■ Given text ■
Serafino Romualdi was born in Bastia Umbra (Perugia), Italy on November 18, 1900. He graduated from Teachers' College (Perugia) in 1917 and began teaching grade school. He was a civilian member of the Italian Government's Commission for the Requisition of Cereals in 1919 and 1920, returning to teaching in 1921. Romualdi was editor of a weekly labor paper in Pesaro, Italy called "Il Progresso" during 1922, but was compelled, because of his opposition to Fascism, to leave for the United States in 1923. He first settled in Chicago, where he became editor of another weekly paper "La Parola del Popolo". In addition, Romualdi joined the Typographers Union as a linotype operator. In 1926, he was employed by the Italian Labor Publishing Company in Chicago.

In 1928, Romualdi moved to New York, where he became editorial writer for the Italian Language Daily trade union Newspaper "Il Mundo", jointly owned by the Italian locals of the International Ladies' Garment Workers' Union and the Amalgamated Clothing Workers of America. In 1933, be joined the International Ladies' Garment Workers' Union as a member of the Editorial and Publicity Departments.

■ Short task ■
Please repeat, word for word, the part of the Romualdi biography that opens with the words containing "Serafino Romualdi was" and closes with "Company in Chicago.". The items after this point aren't needed.

■ Supplied data ■
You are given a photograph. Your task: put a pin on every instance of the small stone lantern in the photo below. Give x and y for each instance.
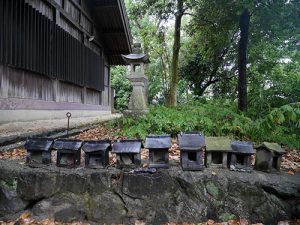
(268, 157)
(191, 146)
(68, 152)
(128, 153)
(96, 153)
(217, 151)
(138, 99)
(241, 156)
(38, 150)
(158, 146)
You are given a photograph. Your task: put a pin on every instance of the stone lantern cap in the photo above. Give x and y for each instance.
(67, 144)
(272, 147)
(127, 146)
(218, 144)
(191, 141)
(38, 144)
(93, 146)
(136, 58)
(158, 142)
(242, 147)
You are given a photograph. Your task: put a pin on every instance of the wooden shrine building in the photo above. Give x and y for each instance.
(55, 56)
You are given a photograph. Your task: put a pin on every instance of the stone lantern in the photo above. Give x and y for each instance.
(137, 62)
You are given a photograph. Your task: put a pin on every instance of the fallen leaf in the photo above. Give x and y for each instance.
(243, 221)
(210, 222)
(25, 215)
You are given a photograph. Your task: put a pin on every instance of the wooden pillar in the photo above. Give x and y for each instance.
(83, 95)
(224, 160)
(56, 90)
(3, 83)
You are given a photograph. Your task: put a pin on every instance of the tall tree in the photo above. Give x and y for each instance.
(172, 98)
(242, 60)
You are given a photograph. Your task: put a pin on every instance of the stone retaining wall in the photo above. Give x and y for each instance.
(115, 196)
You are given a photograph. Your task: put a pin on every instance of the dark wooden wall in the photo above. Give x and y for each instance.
(32, 41)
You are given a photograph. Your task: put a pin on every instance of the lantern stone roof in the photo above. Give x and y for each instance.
(242, 147)
(218, 144)
(273, 147)
(127, 146)
(136, 57)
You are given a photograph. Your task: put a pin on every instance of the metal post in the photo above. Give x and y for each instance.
(69, 116)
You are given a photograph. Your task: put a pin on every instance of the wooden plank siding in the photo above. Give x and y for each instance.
(43, 44)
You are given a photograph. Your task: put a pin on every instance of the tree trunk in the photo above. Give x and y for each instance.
(242, 60)
(172, 99)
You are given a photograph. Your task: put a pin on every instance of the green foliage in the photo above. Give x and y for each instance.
(122, 87)
(218, 118)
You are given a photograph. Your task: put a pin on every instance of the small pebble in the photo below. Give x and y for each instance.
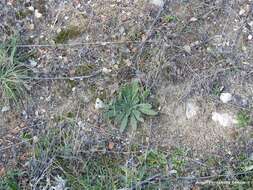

■ Right answer ■
Serafino Romualdi was born in Bastia Umbra (Perugia), Italy on November 18, 1900. He graduated from Teachers' College (Perugia) in 1917 and began teaching grade school. He was a civilian member of the Italian Government's Commission for the Requisition of Cereals in 1919 and 1920, returning to teaching in 1921. Romualdi was editor of a weekly labor paper in Pesaro, Italy called "Il Progresso" during 1922, but was compelled, because of his opposition to Fascism, to leave for the United States in 1923. He first settled in Chicago, where he became editor of another weekly paper "La Parola del Popolo". In addition, Romualdi joined the Typographers Union as a linotype operator. In 1926, he was employed by the Italian Labor Publishing Company in Chicago.